**Exercise objective:**
Output the entries that follow character for character. Leave every image out.

**Data to use:**
= = = =

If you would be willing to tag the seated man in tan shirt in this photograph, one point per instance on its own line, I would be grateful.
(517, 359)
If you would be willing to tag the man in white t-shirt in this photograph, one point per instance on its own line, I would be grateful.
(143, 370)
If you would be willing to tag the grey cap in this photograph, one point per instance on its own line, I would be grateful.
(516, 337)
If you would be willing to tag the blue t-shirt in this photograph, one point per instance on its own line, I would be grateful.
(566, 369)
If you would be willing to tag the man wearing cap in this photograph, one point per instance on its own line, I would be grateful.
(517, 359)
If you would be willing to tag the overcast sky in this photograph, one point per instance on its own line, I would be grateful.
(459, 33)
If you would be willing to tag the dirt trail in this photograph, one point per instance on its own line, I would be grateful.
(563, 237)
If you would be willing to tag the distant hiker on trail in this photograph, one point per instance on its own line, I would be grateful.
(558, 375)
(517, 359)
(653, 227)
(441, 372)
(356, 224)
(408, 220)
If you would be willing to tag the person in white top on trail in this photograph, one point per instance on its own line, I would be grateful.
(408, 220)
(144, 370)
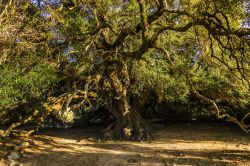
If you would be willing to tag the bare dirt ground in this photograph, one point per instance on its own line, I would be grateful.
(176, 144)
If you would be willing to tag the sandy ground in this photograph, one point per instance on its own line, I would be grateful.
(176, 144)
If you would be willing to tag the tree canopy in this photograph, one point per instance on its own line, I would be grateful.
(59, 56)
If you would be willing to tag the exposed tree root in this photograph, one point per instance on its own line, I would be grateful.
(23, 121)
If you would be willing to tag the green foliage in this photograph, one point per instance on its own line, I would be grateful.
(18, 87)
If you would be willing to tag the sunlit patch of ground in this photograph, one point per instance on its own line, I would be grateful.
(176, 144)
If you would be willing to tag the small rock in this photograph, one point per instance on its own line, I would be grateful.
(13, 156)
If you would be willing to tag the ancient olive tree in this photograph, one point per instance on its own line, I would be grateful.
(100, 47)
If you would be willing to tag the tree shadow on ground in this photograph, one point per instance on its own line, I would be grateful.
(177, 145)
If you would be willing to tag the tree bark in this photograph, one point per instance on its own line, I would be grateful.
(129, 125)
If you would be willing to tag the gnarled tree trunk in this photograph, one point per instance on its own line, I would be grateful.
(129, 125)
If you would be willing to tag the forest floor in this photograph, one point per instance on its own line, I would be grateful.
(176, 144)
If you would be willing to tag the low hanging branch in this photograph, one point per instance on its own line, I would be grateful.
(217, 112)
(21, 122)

= = = =

**Solution to this exercise:**
If you would be willing to tag the seated man in tan shirt in this photograph, one point per instance on its own line, I would be grateful.
(517, 359)
If you would be willing to tag the man in white t-shirt in this photograph, one point per instance on its own line, I would be grateful.
(143, 370)
If you would be willing to tag the grey cap in this photograph, one point per instance on its own line, I would be grateful.
(516, 337)
If you would be willing to tag the blue t-shirt in this photograph, one point per instance on its own line, I would be grateful.
(566, 369)
If you would be willing to tag the man wearing cap in this photograph, one point per instance on its own line, I would be grateful.
(517, 359)
If you would be willing to tag the overcast sky in this photograph, one point per instance on its own line, I would be grateful.
(459, 33)
If you would be willing to tag the dirt trail in this photograph, one point per instance on its own line, I would be grateful.
(563, 237)
If you would be willing to tag the distant hiker on trail in this photograph, one point per instance on its own line, I would be grateful.
(558, 375)
(517, 359)
(653, 227)
(441, 372)
(356, 224)
(408, 220)
If you would be willing to tag the person in white top on trail in this photograph, one point per instance on its own line, I would be grateful.
(408, 220)
(144, 370)
If you would be willing to tag the bare dirt ground in this photograph, one point per instance on its own line, I would be grateful.
(176, 144)
If you would be willing to tag the sandy ground in this photograph, one point per instance on its own line, I would be grateful.
(176, 144)
If you would be willing to tag the tree canopy in this photograph, one point per instance on its own line, I would be grateful.
(59, 56)
If you would be willing to tag the exposed tree root in this photograph, one point per instance on its own line, I would be grateful.
(23, 121)
If you would be willing to tag the green foliage in this photograph, one point per instance on its own line, I would be grateful.
(18, 87)
If you would be willing to tag the sunlit patch of ground in this photograph, one point per instance on its own line, I would be grateful.
(176, 144)
If you would be willing to tag the small rock in this photograph, one point per instance on its own line, I would be grateful.
(13, 156)
If you would be willing to tag the ancient olive tree in this photograph, one point per instance on its own line, I would be grateful.
(100, 47)
If you would be willing to tag the tree shadow on ground in this photograph, one point per instance on its own line, I would be grateful.
(177, 145)
If you would be willing to tag the tree bark in this photograph, one point per instance on its own line, I would be grateful.
(129, 125)
If you would be willing to tag the gnarled tree trunk in this photograph, one point per instance on its own line, I would be grateful.
(129, 125)
If you would be willing to tag the forest floor in this photograph, one point per instance on its own line, I would be grateful.
(176, 144)
If you would be willing to tag the low hanging branch in this photograph, one point per instance on its own line, I would be grateful.
(217, 112)
(21, 122)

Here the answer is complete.